_Excerpt_
(begin)
Don't let the facade fool you. Behind the scenes lurks a marriage from hell, an eye-gouging, rabbit-punching slugfest, with accusations flying like dinner plates, and one combatant, KLM, running to court hurling charges of spousal abuse. Though some signs of strife have popped up in public from time to time, the full story hasn't been told till now. FORTUNE assembled the first inside account by interviewing angry players on both sides and by mining a trove of internal memos, letters, and contracts. What emerges is the saga of a wealthy household that can't keep from tearing itself apart.

The conflict pits Checchi and Wilson, two highflying financial guys, against a bunch of stubborn airline burghers from KLM. The motives are basic: Both sides think they know best how to run an airline, and want to call the shots. Though they deny it, the Dutch have been trying to eject Checchi and Wilson for years and still haven't abandoned hope. KLM President Pieter Bouw has declared that he'd like to blend both companies into a single, binational organization along the lines of Unilever and Shell. That suggestion horrifies the Americans, who are certain KLM would end up running the show. Says Wilson: "They can wrap themselves in tulips all they want. Their real agenda is controlling Northwest Airlines."
(end)
_Items_
(begin)
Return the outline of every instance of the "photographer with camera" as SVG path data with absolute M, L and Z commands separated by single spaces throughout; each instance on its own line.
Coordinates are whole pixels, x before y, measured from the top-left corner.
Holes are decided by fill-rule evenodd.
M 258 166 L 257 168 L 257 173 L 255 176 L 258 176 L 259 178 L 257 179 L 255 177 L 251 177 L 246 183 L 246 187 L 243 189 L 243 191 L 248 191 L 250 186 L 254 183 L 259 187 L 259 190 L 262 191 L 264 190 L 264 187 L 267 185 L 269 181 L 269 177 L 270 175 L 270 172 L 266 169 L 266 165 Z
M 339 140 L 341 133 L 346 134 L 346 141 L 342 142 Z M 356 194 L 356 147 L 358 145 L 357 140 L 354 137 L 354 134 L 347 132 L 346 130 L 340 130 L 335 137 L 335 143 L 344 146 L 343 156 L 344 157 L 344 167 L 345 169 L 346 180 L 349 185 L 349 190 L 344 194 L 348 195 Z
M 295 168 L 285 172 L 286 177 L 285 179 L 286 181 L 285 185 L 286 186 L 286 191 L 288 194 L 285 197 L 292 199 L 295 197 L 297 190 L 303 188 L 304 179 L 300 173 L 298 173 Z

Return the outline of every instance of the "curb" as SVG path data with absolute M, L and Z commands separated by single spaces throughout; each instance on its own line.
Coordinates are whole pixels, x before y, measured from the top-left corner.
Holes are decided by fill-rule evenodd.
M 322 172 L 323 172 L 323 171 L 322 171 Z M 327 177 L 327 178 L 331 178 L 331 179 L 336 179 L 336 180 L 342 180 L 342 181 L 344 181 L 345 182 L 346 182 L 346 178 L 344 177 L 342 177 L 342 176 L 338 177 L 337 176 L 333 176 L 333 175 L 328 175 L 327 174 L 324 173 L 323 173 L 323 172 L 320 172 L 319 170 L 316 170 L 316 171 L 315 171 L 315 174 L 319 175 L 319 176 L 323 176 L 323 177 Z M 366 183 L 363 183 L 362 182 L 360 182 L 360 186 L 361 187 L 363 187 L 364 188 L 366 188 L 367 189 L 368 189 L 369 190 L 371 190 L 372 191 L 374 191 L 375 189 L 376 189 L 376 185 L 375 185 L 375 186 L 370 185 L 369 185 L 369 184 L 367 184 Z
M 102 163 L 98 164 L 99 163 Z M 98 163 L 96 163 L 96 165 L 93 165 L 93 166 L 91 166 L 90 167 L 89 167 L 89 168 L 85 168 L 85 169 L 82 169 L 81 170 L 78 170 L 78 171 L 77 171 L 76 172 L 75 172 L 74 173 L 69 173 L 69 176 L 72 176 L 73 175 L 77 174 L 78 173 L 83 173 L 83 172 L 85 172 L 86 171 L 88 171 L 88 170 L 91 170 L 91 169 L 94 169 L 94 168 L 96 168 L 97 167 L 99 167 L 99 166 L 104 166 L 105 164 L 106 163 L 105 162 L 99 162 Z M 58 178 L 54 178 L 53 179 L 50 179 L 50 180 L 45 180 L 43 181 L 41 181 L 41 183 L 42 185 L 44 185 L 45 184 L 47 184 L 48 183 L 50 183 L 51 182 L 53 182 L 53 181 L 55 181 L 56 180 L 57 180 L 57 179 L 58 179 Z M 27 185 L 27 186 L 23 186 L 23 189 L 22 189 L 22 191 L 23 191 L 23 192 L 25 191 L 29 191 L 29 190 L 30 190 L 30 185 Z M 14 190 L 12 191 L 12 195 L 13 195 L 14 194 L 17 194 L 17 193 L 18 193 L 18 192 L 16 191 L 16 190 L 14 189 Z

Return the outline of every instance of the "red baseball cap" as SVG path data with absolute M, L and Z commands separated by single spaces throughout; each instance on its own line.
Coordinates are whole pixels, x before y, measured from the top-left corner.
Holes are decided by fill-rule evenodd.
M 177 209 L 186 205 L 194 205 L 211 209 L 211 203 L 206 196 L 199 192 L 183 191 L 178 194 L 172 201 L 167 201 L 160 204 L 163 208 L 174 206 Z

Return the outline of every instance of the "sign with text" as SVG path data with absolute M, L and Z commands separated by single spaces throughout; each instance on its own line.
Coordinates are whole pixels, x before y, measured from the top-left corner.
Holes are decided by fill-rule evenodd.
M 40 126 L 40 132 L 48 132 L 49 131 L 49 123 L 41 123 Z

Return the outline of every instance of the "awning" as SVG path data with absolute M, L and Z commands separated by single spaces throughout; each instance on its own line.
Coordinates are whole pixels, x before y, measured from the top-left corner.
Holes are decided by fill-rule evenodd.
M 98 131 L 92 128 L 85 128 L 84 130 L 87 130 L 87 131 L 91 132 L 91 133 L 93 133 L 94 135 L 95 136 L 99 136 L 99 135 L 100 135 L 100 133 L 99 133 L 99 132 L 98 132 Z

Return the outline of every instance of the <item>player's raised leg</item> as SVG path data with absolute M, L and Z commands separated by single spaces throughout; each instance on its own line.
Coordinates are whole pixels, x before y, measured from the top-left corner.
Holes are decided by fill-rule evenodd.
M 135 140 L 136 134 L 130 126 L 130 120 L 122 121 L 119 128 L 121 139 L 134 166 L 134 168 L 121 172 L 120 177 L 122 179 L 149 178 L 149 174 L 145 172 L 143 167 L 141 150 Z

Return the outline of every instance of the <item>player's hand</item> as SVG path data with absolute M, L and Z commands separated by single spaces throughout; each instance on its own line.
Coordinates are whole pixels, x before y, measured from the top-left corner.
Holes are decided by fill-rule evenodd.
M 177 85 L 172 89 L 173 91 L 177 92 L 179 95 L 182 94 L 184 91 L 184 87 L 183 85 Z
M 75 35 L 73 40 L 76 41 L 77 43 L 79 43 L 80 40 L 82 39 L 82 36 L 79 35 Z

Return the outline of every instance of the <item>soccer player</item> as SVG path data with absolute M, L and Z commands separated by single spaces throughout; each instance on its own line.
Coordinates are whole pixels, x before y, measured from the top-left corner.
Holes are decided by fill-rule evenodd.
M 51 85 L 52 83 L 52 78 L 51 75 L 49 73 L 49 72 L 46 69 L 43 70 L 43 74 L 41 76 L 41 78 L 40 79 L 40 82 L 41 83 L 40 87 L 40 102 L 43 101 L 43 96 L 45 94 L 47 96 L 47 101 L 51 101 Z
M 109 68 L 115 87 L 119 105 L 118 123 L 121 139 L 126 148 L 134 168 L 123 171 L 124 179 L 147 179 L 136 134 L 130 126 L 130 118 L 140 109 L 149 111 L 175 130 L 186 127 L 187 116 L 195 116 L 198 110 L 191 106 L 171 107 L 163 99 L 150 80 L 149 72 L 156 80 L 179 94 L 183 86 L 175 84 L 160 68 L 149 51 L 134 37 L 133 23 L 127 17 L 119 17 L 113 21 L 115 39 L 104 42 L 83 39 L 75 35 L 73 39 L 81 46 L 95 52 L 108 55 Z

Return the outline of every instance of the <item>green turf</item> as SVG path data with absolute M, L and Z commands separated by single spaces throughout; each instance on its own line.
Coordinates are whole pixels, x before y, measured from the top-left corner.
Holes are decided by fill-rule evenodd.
(end)
_Objective A_
Answer these from the KLM excerpt:
(i) Which combatant ran to court with charges of spousal abuse?
(ii) Who is named as KLM's president?
(iii) Which two organizations did he name as the model for a single, binational company?
_Objective B_
Copy from the KLM excerpt the part that opens with the words containing "Don't let the" and closes with "tearing itself apart.".
The records are separate material and are unrelated to the KLM excerpt.

_Answer A_
(i) KLM
(ii) Pieter Bouw
(iii) Unilever and Shell

_Answer B_
Don't let the facade fool you. Behind the scenes lurks a marriage from hell, an eye-gouging, rabbit-punching slugfest, with accusations flying like dinner plates, and one combatant, KLM, running to court hurling charges of spousal abuse. Though some signs of strife have popped up in public from time to time, the full story hasn't been told till now. FORTUNE assembled the first inside account by interviewing angry players on both sides and by mining a trove of internal memos, letters, and contracts. What emerges is the saga of a wealthy household that can't keep from tearing itself apart.